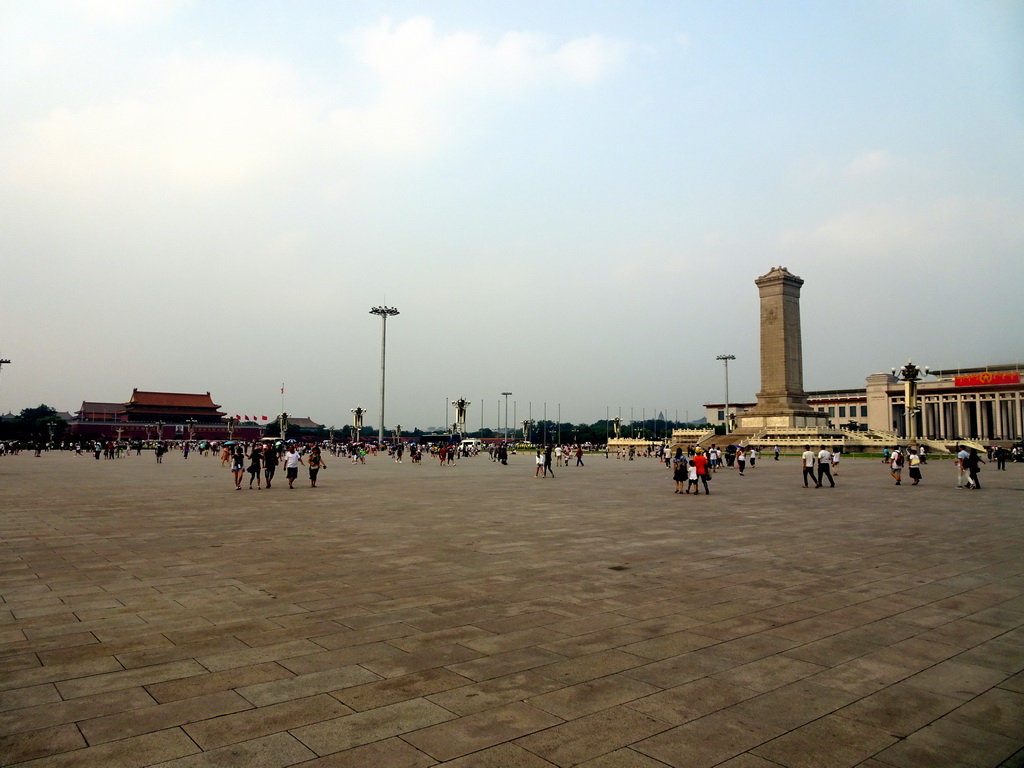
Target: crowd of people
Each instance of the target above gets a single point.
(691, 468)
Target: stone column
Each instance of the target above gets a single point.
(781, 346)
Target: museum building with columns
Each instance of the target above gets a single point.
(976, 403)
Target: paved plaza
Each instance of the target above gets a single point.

______________________________

◆ **Brief**
Duplicate the lines of the records beginning at the line that has "Target: museum building with columns" and continuing through the end of the records.

◆ **Task solution**
Target: museum building with columns
Each instance of the target above gets a single point.
(976, 403)
Target: paved plaza
Each instance of the target above gets a single point.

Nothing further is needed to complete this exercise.